Copy the records exactly, leaving out every picture.
Available data below:
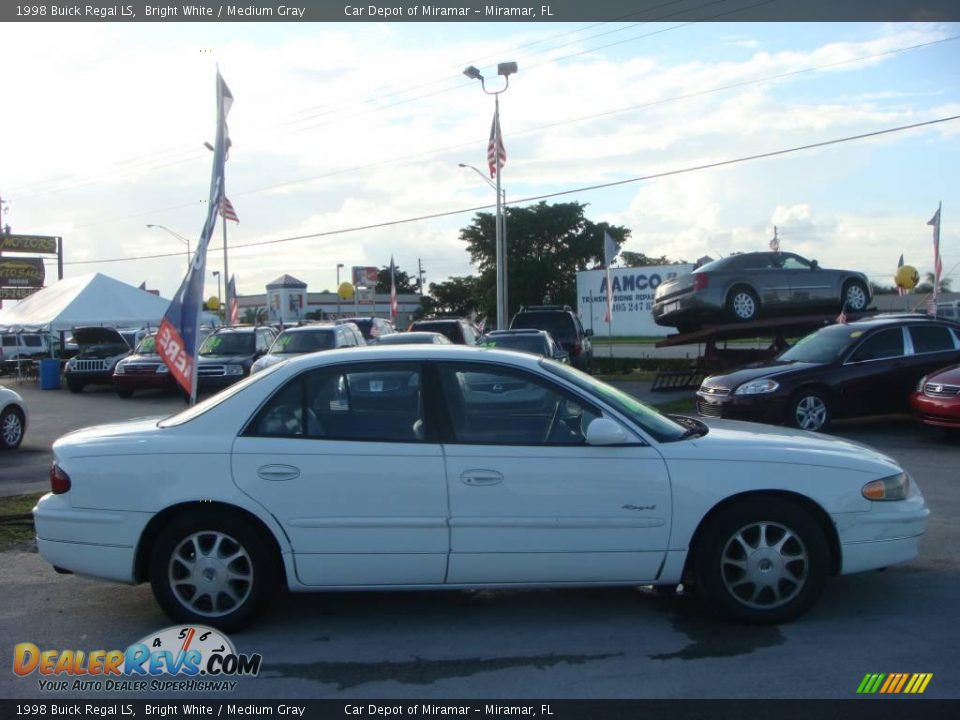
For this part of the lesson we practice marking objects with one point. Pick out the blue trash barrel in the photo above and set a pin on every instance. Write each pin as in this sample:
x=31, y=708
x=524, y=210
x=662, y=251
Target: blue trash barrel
x=50, y=374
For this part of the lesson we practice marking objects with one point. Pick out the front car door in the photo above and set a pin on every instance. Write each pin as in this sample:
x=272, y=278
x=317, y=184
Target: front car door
x=530, y=501
x=344, y=459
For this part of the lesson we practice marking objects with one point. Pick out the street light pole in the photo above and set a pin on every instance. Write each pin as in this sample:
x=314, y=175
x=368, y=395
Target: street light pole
x=176, y=235
x=505, y=70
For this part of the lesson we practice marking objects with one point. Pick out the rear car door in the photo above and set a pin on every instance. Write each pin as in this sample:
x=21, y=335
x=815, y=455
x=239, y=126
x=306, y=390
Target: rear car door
x=530, y=501
x=343, y=458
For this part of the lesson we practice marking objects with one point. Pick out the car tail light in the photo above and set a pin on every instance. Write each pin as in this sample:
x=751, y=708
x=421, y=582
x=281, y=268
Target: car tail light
x=59, y=480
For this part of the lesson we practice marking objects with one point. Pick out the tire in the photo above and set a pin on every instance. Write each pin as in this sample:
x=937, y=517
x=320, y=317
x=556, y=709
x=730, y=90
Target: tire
x=809, y=410
x=11, y=429
x=743, y=304
x=855, y=297
x=741, y=571
x=225, y=603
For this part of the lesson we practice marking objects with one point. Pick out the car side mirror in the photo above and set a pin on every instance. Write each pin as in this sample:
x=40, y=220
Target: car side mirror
x=603, y=431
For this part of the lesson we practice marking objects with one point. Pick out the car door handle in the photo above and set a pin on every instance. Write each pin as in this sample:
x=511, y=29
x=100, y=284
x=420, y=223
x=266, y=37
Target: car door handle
x=278, y=472
x=481, y=477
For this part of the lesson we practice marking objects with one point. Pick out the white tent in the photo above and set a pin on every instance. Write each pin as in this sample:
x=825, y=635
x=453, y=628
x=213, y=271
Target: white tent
x=85, y=300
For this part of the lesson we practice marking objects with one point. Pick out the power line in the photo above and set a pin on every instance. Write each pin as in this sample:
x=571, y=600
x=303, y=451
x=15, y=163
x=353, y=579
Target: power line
x=535, y=198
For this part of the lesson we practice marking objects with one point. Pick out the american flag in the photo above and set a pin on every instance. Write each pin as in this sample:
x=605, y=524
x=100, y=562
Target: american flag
x=226, y=210
x=495, y=146
x=937, y=262
x=233, y=307
x=394, y=308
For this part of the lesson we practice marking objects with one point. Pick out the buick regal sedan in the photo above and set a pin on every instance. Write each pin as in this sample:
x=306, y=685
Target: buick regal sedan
x=448, y=467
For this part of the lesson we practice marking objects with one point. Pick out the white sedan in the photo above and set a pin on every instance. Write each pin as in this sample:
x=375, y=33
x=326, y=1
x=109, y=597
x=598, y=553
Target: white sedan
x=415, y=467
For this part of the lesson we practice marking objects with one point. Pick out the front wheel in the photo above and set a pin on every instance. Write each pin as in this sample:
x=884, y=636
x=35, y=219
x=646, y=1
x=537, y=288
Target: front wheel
x=809, y=410
x=212, y=570
x=763, y=561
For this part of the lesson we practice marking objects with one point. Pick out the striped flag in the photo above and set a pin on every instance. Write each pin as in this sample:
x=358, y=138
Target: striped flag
x=233, y=307
x=496, y=153
x=227, y=211
x=937, y=262
x=394, y=308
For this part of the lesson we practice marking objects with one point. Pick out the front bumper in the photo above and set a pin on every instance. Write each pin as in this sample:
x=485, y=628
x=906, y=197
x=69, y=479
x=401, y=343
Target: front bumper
x=768, y=408
x=942, y=412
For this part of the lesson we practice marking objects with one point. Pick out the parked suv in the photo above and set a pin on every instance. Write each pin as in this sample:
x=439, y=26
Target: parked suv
x=228, y=353
x=561, y=322
x=458, y=330
x=372, y=328
x=310, y=338
x=100, y=349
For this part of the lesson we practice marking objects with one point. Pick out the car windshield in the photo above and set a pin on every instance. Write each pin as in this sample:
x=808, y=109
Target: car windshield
x=303, y=341
x=147, y=346
x=524, y=343
x=558, y=324
x=228, y=344
x=823, y=346
x=649, y=418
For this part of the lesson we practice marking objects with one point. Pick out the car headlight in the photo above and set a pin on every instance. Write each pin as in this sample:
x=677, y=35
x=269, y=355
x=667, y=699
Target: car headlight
x=895, y=487
x=757, y=387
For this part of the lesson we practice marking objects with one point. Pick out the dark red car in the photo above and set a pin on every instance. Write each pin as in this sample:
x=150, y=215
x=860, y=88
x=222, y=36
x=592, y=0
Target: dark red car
x=937, y=398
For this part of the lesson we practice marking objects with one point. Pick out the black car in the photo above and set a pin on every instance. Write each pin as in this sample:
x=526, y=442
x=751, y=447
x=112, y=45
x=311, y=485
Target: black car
x=100, y=349
x=459, y=331
x=745, y=286
x=228, y=353
x=535, y=342
x=868, y=367
x=565, y=327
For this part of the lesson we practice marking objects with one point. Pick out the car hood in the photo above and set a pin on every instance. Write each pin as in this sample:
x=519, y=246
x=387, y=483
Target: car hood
x=733, y=440
x=946, y=376
x=752, y=372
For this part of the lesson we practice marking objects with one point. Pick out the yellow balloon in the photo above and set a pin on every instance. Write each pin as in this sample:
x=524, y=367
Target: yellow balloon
x=345, y=291
x=907, y=277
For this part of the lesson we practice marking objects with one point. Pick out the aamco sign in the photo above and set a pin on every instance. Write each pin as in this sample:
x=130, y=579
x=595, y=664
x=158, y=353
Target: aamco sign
x=633, y=290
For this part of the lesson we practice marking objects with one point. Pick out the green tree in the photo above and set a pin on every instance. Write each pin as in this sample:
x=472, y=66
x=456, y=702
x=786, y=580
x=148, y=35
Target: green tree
x=546, y=246
x=405, y=282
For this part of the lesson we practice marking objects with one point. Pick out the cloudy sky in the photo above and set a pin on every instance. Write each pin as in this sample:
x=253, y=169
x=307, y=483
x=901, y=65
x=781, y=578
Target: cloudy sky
x=340, y=126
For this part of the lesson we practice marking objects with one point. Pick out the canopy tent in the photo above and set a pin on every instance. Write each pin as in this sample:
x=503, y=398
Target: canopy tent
x=84, y=300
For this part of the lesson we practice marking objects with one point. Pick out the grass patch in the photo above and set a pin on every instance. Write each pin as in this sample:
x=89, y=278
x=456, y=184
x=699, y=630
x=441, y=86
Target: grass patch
x=16, y=535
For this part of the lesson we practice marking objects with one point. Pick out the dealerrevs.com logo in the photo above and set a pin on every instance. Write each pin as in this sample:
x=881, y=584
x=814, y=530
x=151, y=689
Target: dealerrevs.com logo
x=204, y=658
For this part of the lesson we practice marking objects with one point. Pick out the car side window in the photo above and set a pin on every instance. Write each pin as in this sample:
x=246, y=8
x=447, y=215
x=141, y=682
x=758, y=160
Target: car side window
x=931, y=338
x=884, y=344
x=501, y=406
x=376, y=402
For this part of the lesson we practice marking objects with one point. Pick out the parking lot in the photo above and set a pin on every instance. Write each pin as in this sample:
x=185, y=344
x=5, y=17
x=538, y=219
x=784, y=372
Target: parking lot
x=603, y=643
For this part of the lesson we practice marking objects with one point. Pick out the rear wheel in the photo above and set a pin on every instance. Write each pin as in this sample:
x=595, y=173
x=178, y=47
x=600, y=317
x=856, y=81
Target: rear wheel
x=743, y=304
x=763, y=560
x=11, y=429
End of Available data.
### Answer space
For this part of the lesson we practice marking objects with one point. Pick out the blue trash barrel in the photo above and set a pin on every instance. Write each pin as in this sample:
x=31, y=708
x=524, y=210
x=662, y=251
Target: blue trash barrel
x=50, y=374
For this part of the lesson we practice marking objects with one point. Pick out the front car door in the photo above and set a pin on every instance. Write each pin as in this sample:
x=272, y=278
x=317, y=184
Target: front car door
x=530, y=501
x=344, y=459
For this part of the lesson we practice marking objects with one point. Pick out the street light pole in the photo above and set a pin on every instance. Write each pin as in this sample:
x=314, y=175
x=368, y=395
Target: street light pole
x=176, y=235
x=505, y=70
For this part of the lesson we practice marking objects with one point. Pick out the rear car door in the photo above and set a pin on every instance. Write each pin as in this sample:
x=21, y=335
x=815, y=455
x=239, y=126
x=306, y=390
Target: rear car door
x=530, y=501
x=343, y=458
For this part of the lesson we practice marking objects with one point. Pick out the car tail light in the photo above and set a pin on every instance. Write each pin as in this sample:
x=751, y=708
x=421, y=582
x=281, y=268
Target: car tail light
x=59, y=480
For this part of the lesson we practice marking objects with one point. Pick out the tire in the photo above and set a pin on every instance. Write each pin as in this sample:
x=937, y=517
x=320, y=317
x=556, y=709
x=730, y=90
Target: tire
x=809, y=410
x=11, y=429
x=743, y=304
x=855, y=297
x=741, y=571
x=225, y=603
For this part of the lesson we practice marking objects with one point. Pick out the car side mirror in the photo above and set a pin on every instance. Write each pin as in this sample:
x=40, y=220
Target: car side mirror
x=603, y=431
For this part of the lesson we practice marking objects with one point. Pick out the car door handle in the photo above and set a pin on every instance. Write each pin as in this sample:
x=511, y=29
x=100, y=284
x=420, y=223
x=266, y=37
Target: car door handle
x=278, y=472
x=481, y=477
For this part of the lesson we practice marking objects with one point. Pick out the white tent in the photo above and set a pin on every instance. Write each pin as in this sample:
x=825, y=635
x=453, y=628
x=213, y=271
Target: white tent
x=85, y=300
For this part of the lesson we practice marking objects with one point. Pick out the power line in the photo above and set a pin on every instance. Write each pin as in this sample:
x=571, y=600
x=303, y=451
x=15, y=163
x=353, y=579
Target: power line
x=535, y=198
For this part of the lesson we practice marking objects with one point. Pick out the american flag in the photo above and set a pin on every instance. Write each pin as in this sample:
x=605, y=524
x=100, y=562
Target: american flag
x=226, y=210
x=495, y=146
x=937, y=262
x=233, y=307
x=394, y=308
For this part of the lesson we practice marking objects with one point. Pick out the buick regal sedan in the photo above and set a pin on every instance. Write each pin as in this sample:
x=306, y=685
Target: buick regal sedan
x=448, y=467
For this part of the lesson we practice marking objects with one point. Pick out the white sedan in the photo above and set a pin on every instance. Write each pin as in this sample:
x=375, y=33
x=326, y=1
x=109, y=597
x=598, y=553
Target: white sedan
x=415, y=467
For this part of the lesson we practice marking objects with one point. Pick out the front wheel in the photo above and set a pin on every instance. Write each pin as in this sample:
x=884, y=636
x=35, y=219
x=646, y=1
x=537, y=288
Target: front wheel
x=809, y=410
x=212, y=570
x=763, y=561
For this part of the lesson we practice marking objects with one point. Pick out the striped flag in the photo above and set a pin on every instance. Write each pin as in this sample:
x=358, y=138
Target: striped flag
x=233, y=307
x=496, y=153
x=227, y=211
x=937, y=262
x=394, y=308
For this part of the lesson we practice marking objects with one point. Pick out the front bumper in the photo above and set a pin on every instance. Write each pin as in this sample:
x=485, y=628
x=906, y=197
x=69, y=479
x=401, y=343
Target: front bumper
x=768, y=408
x=942, y=412
For this part of the lesson we practice marking objects with one point. Pick out the parked suv in the photo above and set a pin on every instance. Write each pin as in this sample:
x=439, y=26
Target: parked suv
x=228, y=353
x=561, y=322
x=458, y=330
x=372, y=328
x=310, y=338
x=100, y=349
For this part of the lesson we practice marking objects with one point. Pick out the car windshield in the photo above and set a pin on every instance. Write each pin as in this sample:
x=808, y=109
Target: car windshield
x=303, y=341
x=147, y=346
x=524, y=343
x=558, y=324
x=228, y=344
x=823, y=346
x=649, y=418
For this part of the lesson we practice marking objects with one point. Pick out the car headlight in the photo above and set a pin on every instance. Write each pin as in this sample:
x=677, y=35
x=269, y=355
x=667, y=699
Target: car headlight
x=895, y=487
x=757, y=387
For this part of the lesson we practice marking objects with one point. Pick out the dark red car in the photo above and set a pin on every instance. Write each pin as in this sample:
x=150, y=215
x=860, y=88
x=222, y=36
x=592, y=0
Target: dark red car
x=937, y=398
For this part of the lesson we practice marking objects with one point. Pick out the black car in the photo above and set a pin on every instance. Write each pin as in this sample:
x=526, y=442
x=751, y=447
x=112, y=45
x=311, y=485
Target: black car
x=100, y=349
x=459, y=331
x=745, y=286
x=228, y=353
x=535, y=342
x=868, y=367
x=565, y=327
For this part of the lesson we practice marking objects with one point. Pick out the car hood in the photo above and set a pin on every instance. Write each pin as in this sample:
x=519, y=246
x=387, y=483
Target: car hood
x=733, y=440
x=946, y=376
x=752, y=372
For this part of the lesson we practice marking objects with one point. Pick out the yellow balloon in the photo above and set a pin on every instance. Write each pin as in this sample:
x=524, y=367
Target: yellow balloon
x=345, y=291
x=907, y=277
For this part of the lesson we practice marking objects with one point. Pick out the aamco sign in the photo above and set a pin on every instance. Write each pin as in this sample:
x=130, y=579
x=595, y=664
x=158, y=353
Target: aamco sign
x=633, y=290
For this part of the lesson we practice marking objects with one point. Pick out the green tree in the photo above and set a pin on every instance. Write each pin as in this sample:
x=472, y=66
x=456, y=702
x=786, y=580
x=148, y=35
Target: green tree
x=546, y=246
x=405, y=282
For this part of the lesson we practice marking objects with one point. Pick out the cloudy sky in the photo above and set a pin on every instance. Write each pin as in this sample:
x=253, y=169
x=307, y=483
x=901, y=65
x=781, y=578
Target: cloudy sky
x=340, y=126
For this part of the lesson we practice marking objects with one point. Pick out the canopy tent in the photo above and set a pin on every instance. Write each pin as in this sample:
x=503, y=398
Target: canopy tent
x=84, y=300
For this part of the lesson we practice marking objects with one point. Pick out the grass patch in the photo above and set a pin on every instance. Write each pin as in this sample:
x=89, y=278
x=456, y=184
x=699, y=630
x=441, y=86
Target: grass patch
x=16, y=535
For this part of the lesson we practice marking objects with one point. Pick out the dealerrevs.com logo in the photo above and set a pin on every instance. Write each pin as in this sample:
x=881, y=584
x=814, y=530
x=151, y=689
Target: dealerrevs.com logo
x=204, y=658
For this part of the lesson we practice marking objects with one point. Pick out the car side window in the photo above and set a pin on every instance. Write each pin as in this sample:
x=246, y=8
x=447, y=215
x=141, y=682
x=758, y=160
Target: car side window
x=931, y=338
x=884, y=344
x=501, y=406
x=376, y=402
For this part of the lesson we practice marking objects with one point. Pick out the parking lot in the photo above and set a pin on every instance. Write each pin as in this sample:
x=185, y=344
x=5, y=17
x=538, y=219
x=784, y=372
Target: parking lot
x=603, y=643
For this part of the lesson we practice marking objects with one point. Pick out the rear wheel in the photo above and set a pin on every instance. Write each pin as in this sample:
x=595, y=173
x=178, y=47
x=600, y=317
x=856, y=81
Target: rear wheel
x=743, y=304
x=763, y=560
x=11, y=429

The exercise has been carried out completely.